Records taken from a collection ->
>> Start

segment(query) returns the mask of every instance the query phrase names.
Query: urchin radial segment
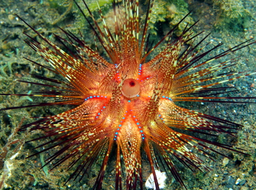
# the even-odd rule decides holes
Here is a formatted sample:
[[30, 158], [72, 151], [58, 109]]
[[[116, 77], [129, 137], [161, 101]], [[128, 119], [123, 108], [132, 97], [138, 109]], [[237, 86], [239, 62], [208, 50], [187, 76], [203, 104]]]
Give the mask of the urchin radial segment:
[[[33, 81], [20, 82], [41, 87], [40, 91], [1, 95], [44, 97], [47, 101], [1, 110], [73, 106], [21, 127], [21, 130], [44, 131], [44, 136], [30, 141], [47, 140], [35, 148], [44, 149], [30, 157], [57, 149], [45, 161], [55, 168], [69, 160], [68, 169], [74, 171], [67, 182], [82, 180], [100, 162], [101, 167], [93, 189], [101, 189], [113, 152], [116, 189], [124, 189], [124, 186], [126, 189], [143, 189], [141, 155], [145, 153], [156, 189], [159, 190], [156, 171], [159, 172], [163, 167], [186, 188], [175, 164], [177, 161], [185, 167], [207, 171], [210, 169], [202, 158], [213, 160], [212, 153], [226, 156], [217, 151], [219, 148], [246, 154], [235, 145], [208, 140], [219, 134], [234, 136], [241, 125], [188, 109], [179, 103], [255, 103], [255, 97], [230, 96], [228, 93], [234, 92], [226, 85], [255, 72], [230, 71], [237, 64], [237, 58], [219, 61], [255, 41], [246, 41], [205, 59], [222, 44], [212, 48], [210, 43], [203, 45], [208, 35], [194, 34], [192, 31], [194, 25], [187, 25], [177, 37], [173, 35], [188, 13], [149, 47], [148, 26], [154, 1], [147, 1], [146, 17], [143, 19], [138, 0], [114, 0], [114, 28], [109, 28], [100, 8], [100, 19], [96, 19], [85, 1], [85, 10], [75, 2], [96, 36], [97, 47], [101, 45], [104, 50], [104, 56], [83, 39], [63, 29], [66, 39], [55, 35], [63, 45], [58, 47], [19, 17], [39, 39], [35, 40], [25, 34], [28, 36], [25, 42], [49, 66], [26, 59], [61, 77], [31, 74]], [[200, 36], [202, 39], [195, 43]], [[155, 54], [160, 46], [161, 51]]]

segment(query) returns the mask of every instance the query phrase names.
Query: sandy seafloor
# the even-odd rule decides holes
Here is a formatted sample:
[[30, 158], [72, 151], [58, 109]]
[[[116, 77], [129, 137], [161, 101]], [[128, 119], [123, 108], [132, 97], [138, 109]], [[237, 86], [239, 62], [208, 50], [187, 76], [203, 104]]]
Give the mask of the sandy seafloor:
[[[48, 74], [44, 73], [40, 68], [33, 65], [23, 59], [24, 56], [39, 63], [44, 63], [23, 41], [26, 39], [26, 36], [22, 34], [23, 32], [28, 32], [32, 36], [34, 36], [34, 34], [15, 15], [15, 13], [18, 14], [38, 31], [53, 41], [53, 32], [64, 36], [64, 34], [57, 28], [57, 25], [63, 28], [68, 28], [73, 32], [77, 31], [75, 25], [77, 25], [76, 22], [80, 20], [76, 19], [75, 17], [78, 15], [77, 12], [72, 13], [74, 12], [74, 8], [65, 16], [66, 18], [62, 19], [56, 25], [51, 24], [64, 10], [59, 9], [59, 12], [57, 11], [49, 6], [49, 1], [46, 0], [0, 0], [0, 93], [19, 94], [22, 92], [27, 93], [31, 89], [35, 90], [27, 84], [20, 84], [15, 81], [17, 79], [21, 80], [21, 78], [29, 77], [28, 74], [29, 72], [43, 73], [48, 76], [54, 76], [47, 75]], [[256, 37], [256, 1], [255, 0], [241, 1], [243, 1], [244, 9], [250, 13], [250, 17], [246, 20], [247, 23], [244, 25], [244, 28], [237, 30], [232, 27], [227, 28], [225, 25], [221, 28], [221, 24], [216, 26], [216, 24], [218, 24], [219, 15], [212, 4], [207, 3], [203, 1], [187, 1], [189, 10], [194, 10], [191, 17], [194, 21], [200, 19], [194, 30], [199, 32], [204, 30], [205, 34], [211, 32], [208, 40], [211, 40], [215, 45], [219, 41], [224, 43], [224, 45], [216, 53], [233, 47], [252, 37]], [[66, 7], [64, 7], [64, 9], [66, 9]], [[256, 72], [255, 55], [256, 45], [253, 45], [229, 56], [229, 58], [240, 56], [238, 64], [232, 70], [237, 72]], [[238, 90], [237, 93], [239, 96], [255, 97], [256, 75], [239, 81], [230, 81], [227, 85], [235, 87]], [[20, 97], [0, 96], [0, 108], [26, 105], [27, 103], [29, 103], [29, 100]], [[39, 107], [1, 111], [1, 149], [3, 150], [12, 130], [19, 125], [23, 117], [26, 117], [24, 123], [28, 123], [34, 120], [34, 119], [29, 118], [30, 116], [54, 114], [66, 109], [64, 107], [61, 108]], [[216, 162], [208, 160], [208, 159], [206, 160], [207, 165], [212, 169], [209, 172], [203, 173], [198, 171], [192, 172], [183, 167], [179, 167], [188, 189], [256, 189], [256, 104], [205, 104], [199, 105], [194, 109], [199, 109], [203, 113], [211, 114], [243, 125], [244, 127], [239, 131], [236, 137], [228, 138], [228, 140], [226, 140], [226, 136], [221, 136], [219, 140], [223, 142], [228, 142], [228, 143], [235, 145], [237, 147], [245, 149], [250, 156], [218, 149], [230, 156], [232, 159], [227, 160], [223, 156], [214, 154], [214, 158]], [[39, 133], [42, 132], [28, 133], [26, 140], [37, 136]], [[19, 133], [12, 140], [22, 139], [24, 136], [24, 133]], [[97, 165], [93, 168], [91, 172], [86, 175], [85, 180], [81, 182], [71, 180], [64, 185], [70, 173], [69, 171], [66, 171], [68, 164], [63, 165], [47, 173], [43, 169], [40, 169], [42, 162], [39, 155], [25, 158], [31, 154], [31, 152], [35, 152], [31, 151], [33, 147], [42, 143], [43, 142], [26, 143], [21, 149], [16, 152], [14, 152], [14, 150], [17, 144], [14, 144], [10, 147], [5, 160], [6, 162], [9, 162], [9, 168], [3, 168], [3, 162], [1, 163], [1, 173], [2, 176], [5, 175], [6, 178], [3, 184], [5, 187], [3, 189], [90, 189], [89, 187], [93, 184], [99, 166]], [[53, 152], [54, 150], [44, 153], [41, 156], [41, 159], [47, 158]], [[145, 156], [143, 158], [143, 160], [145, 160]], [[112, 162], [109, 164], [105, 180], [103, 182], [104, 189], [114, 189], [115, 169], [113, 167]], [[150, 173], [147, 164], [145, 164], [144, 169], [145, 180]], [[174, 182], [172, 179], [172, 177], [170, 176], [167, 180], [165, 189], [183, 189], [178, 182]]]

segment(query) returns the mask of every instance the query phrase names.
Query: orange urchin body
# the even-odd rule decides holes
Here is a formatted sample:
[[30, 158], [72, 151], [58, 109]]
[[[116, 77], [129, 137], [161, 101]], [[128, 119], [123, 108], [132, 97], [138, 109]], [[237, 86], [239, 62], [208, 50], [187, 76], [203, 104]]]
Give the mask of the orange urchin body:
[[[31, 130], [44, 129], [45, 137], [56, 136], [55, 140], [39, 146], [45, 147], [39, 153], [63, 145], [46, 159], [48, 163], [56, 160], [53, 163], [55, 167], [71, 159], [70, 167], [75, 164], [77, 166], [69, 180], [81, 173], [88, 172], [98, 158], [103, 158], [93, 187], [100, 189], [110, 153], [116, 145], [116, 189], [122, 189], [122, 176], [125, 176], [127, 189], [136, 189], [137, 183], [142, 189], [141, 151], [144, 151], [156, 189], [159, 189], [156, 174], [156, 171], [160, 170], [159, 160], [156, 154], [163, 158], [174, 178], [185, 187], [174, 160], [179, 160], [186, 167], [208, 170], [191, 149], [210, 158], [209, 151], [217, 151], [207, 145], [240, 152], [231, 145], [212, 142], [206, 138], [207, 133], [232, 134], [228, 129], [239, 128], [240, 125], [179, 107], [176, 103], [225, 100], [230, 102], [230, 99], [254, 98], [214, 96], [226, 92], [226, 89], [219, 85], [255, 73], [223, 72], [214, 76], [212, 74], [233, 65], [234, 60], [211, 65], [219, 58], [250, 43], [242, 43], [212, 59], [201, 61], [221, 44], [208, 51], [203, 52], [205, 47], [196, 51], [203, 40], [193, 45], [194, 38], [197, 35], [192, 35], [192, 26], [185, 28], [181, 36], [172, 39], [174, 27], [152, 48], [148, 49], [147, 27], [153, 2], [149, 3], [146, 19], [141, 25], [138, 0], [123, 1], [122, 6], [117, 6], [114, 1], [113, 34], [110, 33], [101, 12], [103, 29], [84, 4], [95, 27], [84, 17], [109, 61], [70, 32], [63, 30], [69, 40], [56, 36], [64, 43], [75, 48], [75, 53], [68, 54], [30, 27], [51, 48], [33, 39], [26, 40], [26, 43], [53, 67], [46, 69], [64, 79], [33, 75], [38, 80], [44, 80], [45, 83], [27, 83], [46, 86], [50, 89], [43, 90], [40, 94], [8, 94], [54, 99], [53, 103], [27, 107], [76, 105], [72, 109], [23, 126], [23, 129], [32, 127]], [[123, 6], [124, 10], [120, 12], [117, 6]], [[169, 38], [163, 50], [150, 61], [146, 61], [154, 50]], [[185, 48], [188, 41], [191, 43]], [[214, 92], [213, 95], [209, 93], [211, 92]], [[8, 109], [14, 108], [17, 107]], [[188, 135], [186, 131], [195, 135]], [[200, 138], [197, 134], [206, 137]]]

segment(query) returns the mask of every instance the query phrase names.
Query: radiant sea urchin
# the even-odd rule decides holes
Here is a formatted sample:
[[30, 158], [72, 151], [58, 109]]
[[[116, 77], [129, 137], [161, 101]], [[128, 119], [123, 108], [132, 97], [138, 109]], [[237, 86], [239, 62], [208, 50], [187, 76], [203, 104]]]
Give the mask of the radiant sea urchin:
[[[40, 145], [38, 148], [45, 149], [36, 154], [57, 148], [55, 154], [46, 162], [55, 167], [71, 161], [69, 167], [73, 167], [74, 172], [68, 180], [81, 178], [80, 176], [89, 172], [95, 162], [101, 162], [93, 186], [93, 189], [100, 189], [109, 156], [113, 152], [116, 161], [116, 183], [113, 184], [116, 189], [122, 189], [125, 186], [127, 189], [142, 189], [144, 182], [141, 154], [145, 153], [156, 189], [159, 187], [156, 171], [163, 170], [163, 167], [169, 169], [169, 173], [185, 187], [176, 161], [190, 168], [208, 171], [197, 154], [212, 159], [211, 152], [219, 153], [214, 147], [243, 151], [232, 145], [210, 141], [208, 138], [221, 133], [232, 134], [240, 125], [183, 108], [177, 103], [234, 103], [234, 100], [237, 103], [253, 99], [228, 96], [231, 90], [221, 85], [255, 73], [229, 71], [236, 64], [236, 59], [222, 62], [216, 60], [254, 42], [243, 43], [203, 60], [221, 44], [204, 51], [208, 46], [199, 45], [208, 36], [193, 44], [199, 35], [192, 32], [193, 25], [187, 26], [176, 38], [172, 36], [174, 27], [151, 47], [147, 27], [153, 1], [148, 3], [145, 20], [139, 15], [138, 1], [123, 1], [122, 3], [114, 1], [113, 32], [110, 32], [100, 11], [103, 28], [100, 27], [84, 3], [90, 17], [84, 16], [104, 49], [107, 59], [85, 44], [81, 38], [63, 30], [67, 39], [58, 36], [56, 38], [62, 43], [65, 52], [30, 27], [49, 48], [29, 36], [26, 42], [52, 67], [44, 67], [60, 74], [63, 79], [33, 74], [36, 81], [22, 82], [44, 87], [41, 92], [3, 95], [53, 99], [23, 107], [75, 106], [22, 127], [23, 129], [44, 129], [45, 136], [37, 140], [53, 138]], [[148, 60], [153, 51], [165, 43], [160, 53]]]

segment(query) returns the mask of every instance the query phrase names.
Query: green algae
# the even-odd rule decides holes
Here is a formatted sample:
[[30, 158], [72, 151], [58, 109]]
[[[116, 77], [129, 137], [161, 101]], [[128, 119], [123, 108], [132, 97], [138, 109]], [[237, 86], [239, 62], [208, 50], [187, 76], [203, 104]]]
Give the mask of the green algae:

>> End

Stated exercise -> Take the material above from its first line through the line containing "Give the mask of the urchin", swap "formatted sample" for "worked sample", and give that stretch again with everything else unchanged. Leave out the picture.

In response ->
segment(query) returns the mask of every instance the query phrase names.
Query: urchin radial segment
# the even-odd rule decides holes
Here is a worked sample:
[[30, 158], [72, 151], [58, 109]]
[[[116, 77], [129, 137], [161, 101]], [[128, 119], [123, 108], [132, 97], [138, 109]], [[237, 86], [239, 62], [208, 50], [187, 76], [203, 104]]]
Give the mask of the urchin radial segment:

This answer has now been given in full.